__Task goal__
Copy only what runs from the line containing "[locate] side mirror" through the end of the material below, line for line, with both ends included.

[Stored items]
——

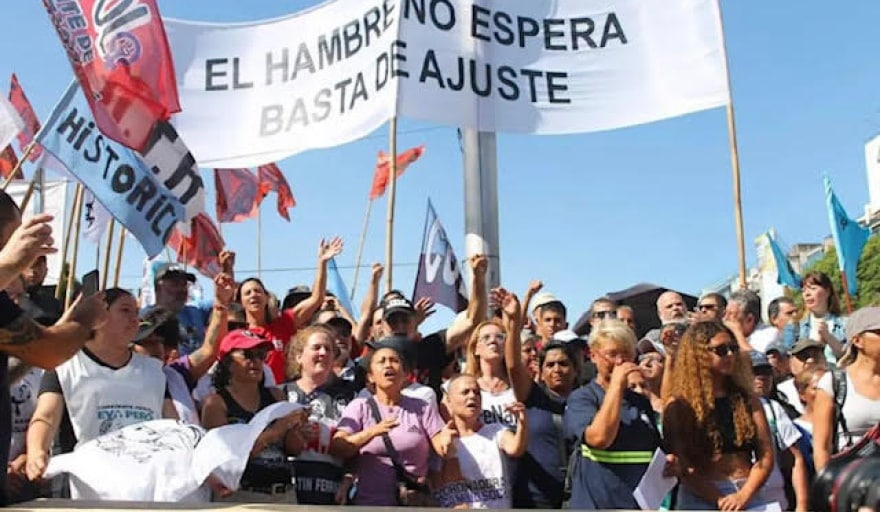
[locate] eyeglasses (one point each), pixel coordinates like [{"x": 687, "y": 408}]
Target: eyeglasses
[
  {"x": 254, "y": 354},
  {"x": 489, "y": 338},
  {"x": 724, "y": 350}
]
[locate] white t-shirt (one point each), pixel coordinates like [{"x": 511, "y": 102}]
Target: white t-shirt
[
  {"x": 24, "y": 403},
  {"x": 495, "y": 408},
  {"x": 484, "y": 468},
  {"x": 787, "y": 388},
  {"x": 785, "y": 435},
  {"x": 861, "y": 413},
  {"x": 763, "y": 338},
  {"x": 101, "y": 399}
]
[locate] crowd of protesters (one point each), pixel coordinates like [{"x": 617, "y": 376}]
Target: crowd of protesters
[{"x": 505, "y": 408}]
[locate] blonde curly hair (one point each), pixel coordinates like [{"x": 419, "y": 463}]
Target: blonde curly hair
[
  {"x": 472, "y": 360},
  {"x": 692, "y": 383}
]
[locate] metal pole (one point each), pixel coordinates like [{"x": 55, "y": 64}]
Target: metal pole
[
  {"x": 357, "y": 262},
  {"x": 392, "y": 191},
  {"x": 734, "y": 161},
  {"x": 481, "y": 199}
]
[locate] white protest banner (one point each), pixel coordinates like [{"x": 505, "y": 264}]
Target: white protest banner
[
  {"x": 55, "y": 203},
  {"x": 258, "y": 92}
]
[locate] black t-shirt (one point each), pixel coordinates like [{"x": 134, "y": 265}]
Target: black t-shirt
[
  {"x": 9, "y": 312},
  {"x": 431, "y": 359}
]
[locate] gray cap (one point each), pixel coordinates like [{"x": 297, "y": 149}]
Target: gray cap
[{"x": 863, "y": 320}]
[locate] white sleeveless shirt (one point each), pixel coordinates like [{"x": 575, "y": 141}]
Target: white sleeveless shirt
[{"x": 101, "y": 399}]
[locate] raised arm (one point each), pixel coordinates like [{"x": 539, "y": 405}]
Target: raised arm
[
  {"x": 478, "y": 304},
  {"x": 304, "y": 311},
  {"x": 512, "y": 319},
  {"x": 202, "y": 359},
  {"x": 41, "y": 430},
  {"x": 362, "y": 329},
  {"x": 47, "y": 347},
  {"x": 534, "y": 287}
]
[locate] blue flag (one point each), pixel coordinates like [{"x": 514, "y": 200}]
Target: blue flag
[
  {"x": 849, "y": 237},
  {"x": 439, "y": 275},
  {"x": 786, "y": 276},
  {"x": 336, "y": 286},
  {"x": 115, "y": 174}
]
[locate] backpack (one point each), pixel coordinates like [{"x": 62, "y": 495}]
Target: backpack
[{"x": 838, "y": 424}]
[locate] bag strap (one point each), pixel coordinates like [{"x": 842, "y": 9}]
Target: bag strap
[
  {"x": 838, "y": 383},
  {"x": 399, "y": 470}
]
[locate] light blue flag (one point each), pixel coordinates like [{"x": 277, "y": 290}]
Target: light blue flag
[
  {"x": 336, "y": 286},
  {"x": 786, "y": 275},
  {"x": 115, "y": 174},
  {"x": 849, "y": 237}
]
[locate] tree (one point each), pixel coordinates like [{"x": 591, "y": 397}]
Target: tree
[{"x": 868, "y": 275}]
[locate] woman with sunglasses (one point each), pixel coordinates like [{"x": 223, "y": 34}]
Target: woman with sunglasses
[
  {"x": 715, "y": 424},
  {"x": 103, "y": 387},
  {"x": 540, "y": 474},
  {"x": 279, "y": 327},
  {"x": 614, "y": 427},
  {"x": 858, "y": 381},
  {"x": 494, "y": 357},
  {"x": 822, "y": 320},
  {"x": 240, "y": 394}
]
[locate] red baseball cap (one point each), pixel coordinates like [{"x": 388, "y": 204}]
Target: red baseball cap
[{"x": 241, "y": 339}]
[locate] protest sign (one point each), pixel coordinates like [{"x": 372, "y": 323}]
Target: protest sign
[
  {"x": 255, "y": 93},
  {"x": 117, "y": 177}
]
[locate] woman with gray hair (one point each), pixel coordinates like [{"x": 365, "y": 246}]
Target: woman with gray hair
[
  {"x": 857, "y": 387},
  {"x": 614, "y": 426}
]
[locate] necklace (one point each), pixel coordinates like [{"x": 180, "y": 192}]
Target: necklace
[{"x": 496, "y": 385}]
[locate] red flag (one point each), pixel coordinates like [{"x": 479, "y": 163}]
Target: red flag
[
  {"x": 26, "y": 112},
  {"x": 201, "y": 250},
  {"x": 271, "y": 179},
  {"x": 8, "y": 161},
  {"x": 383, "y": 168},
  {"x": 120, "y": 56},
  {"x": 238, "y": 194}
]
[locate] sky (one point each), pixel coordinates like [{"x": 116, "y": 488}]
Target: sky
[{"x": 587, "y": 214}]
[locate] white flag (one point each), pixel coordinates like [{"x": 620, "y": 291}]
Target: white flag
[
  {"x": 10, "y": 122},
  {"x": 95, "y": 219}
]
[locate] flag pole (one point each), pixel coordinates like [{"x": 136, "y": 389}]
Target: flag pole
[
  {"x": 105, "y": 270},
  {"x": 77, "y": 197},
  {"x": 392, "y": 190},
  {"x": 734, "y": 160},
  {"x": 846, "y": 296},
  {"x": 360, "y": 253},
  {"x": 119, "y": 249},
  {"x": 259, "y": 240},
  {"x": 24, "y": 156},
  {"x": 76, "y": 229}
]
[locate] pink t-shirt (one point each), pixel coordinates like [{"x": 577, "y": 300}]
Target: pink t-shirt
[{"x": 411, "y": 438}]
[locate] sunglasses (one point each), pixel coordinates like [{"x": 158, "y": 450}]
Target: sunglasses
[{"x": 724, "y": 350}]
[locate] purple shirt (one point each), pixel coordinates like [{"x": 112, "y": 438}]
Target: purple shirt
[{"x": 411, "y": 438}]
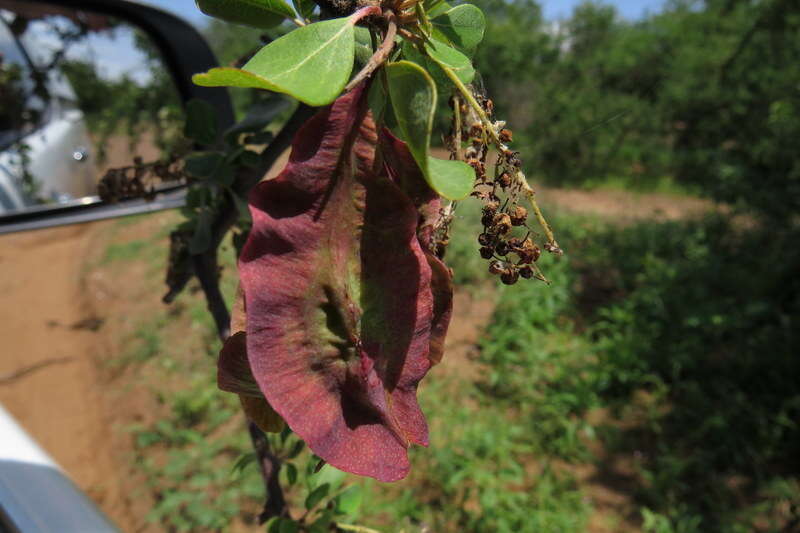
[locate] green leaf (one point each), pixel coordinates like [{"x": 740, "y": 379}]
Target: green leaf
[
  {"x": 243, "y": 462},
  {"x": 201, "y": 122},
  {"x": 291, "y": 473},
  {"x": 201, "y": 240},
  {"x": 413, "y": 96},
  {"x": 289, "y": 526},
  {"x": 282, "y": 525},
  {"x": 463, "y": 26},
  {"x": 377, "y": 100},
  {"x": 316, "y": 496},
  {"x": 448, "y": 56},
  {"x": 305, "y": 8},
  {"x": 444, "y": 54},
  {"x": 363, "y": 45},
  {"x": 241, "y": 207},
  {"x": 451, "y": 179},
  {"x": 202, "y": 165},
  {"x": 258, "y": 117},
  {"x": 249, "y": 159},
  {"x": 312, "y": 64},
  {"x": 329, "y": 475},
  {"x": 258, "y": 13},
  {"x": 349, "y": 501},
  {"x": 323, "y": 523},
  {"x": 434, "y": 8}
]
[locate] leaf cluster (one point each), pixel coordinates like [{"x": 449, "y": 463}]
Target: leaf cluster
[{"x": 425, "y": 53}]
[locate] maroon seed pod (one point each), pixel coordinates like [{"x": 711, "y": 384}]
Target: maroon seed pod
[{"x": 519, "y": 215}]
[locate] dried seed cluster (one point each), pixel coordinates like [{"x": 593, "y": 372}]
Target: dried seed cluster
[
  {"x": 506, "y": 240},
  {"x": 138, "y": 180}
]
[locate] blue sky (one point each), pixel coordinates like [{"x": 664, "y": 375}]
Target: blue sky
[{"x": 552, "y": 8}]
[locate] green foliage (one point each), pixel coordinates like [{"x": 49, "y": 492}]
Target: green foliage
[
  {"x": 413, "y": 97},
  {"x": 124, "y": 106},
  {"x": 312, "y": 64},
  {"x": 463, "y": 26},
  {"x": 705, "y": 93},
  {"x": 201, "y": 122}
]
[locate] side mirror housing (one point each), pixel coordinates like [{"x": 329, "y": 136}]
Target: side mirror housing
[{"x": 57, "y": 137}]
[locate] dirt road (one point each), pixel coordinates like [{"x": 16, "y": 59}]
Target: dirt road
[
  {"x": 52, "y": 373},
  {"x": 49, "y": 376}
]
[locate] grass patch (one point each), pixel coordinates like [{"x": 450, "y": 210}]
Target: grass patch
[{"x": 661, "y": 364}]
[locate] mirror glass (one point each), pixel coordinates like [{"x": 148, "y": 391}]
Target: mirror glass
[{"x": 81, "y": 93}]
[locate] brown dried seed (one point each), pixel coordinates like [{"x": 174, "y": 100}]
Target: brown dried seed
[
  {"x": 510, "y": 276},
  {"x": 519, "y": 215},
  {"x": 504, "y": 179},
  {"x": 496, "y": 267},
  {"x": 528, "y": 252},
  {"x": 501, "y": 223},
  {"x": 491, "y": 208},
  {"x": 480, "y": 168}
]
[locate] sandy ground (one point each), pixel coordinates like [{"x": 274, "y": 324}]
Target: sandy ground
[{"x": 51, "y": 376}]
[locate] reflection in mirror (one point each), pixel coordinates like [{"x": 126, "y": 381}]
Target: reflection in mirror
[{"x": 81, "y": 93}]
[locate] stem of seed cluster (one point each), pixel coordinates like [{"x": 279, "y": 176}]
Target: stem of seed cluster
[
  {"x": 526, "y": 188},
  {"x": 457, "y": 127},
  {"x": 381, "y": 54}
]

——

__Reply to the exercise__
[locate] side mirror housing (one point each), pixel coordinates like [{"x": 329, "y": 136}]
Target: side mirror housing
[{"x": 57, "y": 137}]
[locate] dirt road (one point each), pixel coordinates like [{"x": 16, "y": 59}]
Target: dirt road
[
  {"x": 52, "y": 373},
  {"x": 49, "y": 376}
]
[locate] grass patch (one point each), pixel coordinates like [{"x": 450, "y": 210}]
Target: grass patch
[{"x": 661, "y": 364}]
[locate] mirror glass (one point each), pixel coordinates like [{"x": 148, "y": 391}]
Target: mirror glass
[{"x": 81, "y": 93}]
[locate] brown dried seed (one point each), pixel coordinates like [{"x": 174, "y": 100}]
Target: brown dried seed
[
  {"x": 510, "y": 276},
  {"x": 519, "y": 215},
  {"x": 504, "y": 179},
  {"x": 496, "y": 267},
  {"x": 528, "y": 252},
  {"x": 501, "y": 223},
  {"x": 491, "y": 208},
  {"x": 480, "y": 168}
]
[locate] sandy ground (one point each), pixel coordinates like [{"x": 274, "y": 324}]
Target: sandy ground
[{"x": 51, "y": 376}]
[locate] reflection in mirror (one point each), pixel coordinates like [{"x": 126, "y": 381}]
Target: reflection in mirror
[{"x": 81, "y": 93}]
[locate] stem of seed cluster (one point each), pixel coordinates like [{"x": 279, "y": 176}]
Target: stem of seed cluster
[
  {"x": 526, "y": 188},
  {"x": 457, "y": 127},
  {"x": 381, "y": 54}
]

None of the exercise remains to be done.